## Data excerpts

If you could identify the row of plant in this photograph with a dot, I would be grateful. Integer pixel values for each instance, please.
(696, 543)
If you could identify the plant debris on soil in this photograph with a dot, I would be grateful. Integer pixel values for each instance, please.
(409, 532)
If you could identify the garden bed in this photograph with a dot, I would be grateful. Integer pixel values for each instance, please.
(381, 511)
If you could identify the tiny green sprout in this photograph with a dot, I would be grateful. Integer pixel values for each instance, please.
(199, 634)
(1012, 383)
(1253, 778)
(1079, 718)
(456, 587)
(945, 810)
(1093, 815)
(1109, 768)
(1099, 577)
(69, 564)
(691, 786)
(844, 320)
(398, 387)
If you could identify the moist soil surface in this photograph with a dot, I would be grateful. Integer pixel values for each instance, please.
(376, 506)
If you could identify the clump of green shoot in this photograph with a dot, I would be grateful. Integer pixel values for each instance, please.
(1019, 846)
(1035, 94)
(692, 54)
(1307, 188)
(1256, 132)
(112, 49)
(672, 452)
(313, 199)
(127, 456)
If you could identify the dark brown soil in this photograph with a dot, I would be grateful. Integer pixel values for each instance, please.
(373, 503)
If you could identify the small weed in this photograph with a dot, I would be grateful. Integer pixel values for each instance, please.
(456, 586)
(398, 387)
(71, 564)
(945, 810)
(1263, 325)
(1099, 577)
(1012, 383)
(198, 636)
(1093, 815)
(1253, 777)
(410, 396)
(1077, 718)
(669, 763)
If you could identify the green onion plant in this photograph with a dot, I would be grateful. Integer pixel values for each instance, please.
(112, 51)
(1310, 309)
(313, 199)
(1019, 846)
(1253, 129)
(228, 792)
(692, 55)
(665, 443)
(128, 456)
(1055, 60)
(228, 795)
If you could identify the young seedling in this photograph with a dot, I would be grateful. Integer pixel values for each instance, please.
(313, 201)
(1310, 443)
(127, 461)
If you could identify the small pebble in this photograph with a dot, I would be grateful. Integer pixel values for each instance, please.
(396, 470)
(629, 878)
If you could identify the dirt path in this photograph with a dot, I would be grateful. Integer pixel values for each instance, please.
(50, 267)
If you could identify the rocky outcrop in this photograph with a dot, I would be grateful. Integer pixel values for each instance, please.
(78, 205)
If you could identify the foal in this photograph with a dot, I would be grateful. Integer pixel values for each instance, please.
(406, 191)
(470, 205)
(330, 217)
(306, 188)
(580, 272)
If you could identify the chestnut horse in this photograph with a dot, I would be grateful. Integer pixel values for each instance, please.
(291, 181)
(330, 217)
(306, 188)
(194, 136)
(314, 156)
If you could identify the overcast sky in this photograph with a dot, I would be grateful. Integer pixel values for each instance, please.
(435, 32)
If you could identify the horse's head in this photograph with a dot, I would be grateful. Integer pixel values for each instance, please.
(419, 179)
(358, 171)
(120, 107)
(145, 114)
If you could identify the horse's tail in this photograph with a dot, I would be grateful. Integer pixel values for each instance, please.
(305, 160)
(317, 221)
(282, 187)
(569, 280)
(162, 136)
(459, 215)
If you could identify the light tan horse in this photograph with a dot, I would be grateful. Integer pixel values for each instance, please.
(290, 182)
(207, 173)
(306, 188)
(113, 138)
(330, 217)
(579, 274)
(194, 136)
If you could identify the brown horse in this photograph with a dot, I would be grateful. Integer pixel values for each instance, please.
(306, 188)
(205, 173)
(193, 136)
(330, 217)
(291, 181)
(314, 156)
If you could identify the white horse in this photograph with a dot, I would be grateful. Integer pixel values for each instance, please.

## What the task asks
Copy out all of the lines above exactly.

## Completed task
If you could identify the row of plant in this photograph with a dot, I would be grateful. Integer pixel values for each instance, please.
(696, 543)
If you could identify the plant debris on soil in this photograph with a dot, I would be grateful. Integer pixel values for each instance, please.
(409, 532)
If you could identify the garden bed in this photograph with a dot, I would be grateful. Integer pixel values for each instance, please.
(381, 511)
If you could identify the tiny green sprout in this photograph with a dot, I would be grateful. Integer pixel values for each instance, please.
(199, 634)
(1012, 383)
(1253, 778)
(1079, 718)
(456, 587)
(945, 810)
(1093, 815)
(1109, 768)
(1099, 577)
(69, 564)
(691, 786)
(844, 320)
(398, 387)
If you could identify the moist soil surface in this photograph with a dot, I would be grateful. Integer pixel values for each instance, please.
(376, 506)
If you could identify the clump of green shoot in this photograph with a dot, I would be grateful. Integer pixel values for each instance, please.
(1019, 846)
(1035, 94)
(692, 54)
(1307, 188)
(1256, 132)
(112, 49)
(672, 452)
(313, 199)
(127, 456)
If you could identify the dark brown soil in this photograph with a dot, I would be grateful. Integer pixel values for each instance, please.
(373, 503)
If you could identify the small weed in this photograph with a dot, I would be grateful. Integer pixel values for each instance, please.
(456, 586)
(398, 387)
(71, 564)
(945, 810)
(1263, 325)
(1099, 577)
(1012, 383)
(198, 636)
(1093, 815)
(1253, 777)
(410, 396)
(1077, 718)
(669, 763)
If you could identify the green onion plant in this photograph with a dot, I would be grateful. Integer pixel values for each instance, please.
(112, 51)
(1310, 309)
(313, 199)
(1019, 846)
(1253, 129)
(228, 792)
(692, 55)
(665, 443)
(128, 456)
(1055, 60)
(228, 795)
If you could identify the young seedling in this photograph with a dot, I would be grateful. Integer pixel values for each instance, please.
(313, 201)
(1310, 443)
(127, 461)
If you could identify the small pebble in this photograph with a dot, I would be grateful. Integer pixel values for each instance, please.
(396, 470)
(629, 878)
If you could identify the dirt path in this photograph with a dot, I would be grateful. Integer pixel values for each instance, please.
(50, 267)
If you could identify the rocky outcrop in this photograph with a dot, I would be grateful. Integer pixel values for each instance, please.
(78, 205)
If you could identify the foal in this photograph with a dot, I would be grateful. Integer pixel values for each instance, please.
(406, 191)
(470, 205)
(330, 217)
(306, 188)
(580, 272)
If you could identify the chestnut horse in this photograph with a dot, I would be grateful. Integer pixel values for each instance, please.
(291, 181)
(330, 217)
(306, 188)
(194, 136)
(314, 156)
If you could identify the overcast sky in this photograph with a dot, I would be grateful. Integer pixel values for each instance, please.
(435, 32)
If you could identify the horse's head in this photograph with a dot, I would be grateful. Integer pixel values for each instance, please.
(419, 179)
(358, 171)
(120, 107)
(145, 114)
If you could identify the horse's tail in this photograph with a dot, I would be grateful. Integer pixel values for each instance, please.
(305, 160)
(317, 221)
(282, 187)
(569, 280)
(162, 136)
(459, 215)
If you could identify the light tan horse in this photograph with a dot, I would be grateful. Integer pixel values for each instance, please.
(290, 182)
(207, 173)
(306, 188)
(113, 138)
(330, 217)
(579, 274)
(194, 136)
If you could identify the brown horse in this photograph with a dot, I would be grateful. Integer pixel values for each instance, please.
(306, 188)
(205, 173)
(193, 136)
(330, 217)
(291, 181)
(314, 156)
If you could identify the white horse in this photograph with a dot, I would be grateful. Integer pixel values for each instance, please.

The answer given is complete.